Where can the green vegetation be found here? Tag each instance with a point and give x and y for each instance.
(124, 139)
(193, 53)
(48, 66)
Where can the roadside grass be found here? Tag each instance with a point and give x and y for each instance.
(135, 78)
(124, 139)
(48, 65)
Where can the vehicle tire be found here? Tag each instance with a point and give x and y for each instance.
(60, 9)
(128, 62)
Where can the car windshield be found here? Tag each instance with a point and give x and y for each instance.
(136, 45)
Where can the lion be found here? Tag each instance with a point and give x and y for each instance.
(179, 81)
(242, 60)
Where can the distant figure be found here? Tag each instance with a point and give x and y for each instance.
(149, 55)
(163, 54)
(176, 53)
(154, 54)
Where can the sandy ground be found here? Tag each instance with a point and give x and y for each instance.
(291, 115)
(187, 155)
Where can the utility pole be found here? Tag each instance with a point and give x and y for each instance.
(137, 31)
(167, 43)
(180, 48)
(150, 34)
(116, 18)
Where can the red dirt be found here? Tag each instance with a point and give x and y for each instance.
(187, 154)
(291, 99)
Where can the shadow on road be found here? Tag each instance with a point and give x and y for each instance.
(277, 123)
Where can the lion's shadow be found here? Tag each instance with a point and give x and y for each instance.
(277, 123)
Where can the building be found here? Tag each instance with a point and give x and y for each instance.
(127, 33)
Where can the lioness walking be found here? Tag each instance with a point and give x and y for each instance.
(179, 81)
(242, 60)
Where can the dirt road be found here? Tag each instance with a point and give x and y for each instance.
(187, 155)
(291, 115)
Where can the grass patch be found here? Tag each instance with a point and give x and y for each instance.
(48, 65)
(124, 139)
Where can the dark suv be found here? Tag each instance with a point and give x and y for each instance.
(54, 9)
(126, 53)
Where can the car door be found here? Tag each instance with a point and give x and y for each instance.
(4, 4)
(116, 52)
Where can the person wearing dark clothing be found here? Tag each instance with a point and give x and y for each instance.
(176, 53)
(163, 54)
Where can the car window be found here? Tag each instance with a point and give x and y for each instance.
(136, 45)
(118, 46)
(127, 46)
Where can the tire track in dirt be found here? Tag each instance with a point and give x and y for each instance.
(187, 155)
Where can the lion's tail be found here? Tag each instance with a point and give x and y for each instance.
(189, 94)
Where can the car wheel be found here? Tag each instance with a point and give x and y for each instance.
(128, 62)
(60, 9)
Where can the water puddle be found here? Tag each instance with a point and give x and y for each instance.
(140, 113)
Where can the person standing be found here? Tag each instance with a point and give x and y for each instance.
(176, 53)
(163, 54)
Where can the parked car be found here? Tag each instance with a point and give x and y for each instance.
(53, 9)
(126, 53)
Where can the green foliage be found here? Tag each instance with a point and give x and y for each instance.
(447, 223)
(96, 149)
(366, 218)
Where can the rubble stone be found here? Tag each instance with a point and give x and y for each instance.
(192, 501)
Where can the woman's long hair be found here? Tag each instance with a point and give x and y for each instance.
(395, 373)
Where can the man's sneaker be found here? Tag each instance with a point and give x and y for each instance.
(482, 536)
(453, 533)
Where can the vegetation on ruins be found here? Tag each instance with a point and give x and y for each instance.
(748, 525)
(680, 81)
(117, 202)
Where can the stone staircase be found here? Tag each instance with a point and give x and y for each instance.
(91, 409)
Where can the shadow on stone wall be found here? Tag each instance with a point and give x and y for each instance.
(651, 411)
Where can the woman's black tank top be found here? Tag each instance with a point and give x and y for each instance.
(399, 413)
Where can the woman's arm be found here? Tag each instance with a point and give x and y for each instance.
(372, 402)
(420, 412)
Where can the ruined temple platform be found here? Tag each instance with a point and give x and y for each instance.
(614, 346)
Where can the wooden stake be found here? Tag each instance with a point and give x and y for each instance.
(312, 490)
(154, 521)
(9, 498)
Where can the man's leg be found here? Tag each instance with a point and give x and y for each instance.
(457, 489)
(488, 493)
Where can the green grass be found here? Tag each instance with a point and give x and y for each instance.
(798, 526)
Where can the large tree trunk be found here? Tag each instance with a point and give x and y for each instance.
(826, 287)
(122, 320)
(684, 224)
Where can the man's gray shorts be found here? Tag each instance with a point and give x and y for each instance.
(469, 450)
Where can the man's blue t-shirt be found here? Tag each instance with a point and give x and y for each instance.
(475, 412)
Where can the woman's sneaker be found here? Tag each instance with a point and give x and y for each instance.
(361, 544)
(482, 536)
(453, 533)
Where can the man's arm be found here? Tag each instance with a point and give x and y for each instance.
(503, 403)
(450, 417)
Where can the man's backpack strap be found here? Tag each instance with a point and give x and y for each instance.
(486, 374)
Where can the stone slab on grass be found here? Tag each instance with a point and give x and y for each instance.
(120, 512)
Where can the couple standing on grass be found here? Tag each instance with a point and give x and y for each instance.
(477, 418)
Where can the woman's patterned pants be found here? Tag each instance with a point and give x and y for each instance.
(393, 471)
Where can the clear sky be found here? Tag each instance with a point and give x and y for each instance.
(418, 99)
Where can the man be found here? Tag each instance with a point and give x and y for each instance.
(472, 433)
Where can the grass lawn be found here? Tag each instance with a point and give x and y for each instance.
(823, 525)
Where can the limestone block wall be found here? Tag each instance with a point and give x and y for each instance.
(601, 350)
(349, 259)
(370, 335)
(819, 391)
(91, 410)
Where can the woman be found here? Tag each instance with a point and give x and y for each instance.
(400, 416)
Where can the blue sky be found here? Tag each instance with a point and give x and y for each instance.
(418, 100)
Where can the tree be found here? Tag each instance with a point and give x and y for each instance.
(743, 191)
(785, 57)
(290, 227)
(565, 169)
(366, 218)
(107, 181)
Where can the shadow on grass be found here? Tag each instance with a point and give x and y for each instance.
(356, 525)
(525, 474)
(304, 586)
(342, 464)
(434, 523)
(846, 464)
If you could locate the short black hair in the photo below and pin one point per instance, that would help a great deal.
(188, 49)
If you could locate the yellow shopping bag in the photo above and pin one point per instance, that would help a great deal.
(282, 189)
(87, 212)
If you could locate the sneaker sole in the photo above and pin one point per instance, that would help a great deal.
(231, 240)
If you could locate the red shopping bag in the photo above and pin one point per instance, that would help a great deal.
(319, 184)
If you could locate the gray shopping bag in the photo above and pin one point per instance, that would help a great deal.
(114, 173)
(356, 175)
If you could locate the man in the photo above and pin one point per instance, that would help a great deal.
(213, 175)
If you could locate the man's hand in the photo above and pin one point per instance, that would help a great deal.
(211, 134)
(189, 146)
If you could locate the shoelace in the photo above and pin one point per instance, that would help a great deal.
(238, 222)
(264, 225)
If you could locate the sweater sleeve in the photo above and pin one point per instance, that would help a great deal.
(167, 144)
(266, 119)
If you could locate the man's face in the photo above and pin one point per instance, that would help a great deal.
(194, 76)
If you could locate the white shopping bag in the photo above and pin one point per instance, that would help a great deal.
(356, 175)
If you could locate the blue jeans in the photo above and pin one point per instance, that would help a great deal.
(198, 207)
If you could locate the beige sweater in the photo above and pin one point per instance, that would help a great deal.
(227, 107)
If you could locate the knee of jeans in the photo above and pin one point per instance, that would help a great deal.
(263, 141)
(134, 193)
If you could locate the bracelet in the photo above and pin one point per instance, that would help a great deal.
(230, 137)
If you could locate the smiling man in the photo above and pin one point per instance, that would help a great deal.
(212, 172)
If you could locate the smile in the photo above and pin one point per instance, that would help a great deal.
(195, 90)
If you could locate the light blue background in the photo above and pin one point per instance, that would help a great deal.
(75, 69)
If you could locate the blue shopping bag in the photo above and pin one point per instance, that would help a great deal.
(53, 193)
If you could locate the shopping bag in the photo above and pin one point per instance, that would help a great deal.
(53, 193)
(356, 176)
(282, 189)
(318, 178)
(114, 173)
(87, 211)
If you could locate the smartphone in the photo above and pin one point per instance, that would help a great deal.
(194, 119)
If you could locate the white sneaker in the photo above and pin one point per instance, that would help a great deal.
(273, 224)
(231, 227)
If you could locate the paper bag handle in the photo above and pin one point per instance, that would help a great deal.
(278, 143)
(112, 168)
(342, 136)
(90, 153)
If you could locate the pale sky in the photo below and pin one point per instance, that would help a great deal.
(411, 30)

□ □ □ □

## Requirements
Copy out word for word the stretch from the line containing "If you could locate the pale" through the end of the records.

## Answer for the task
If you could locate the pale sky in the photo below and pin one point per instance, that would help a great deal.
(411, 30)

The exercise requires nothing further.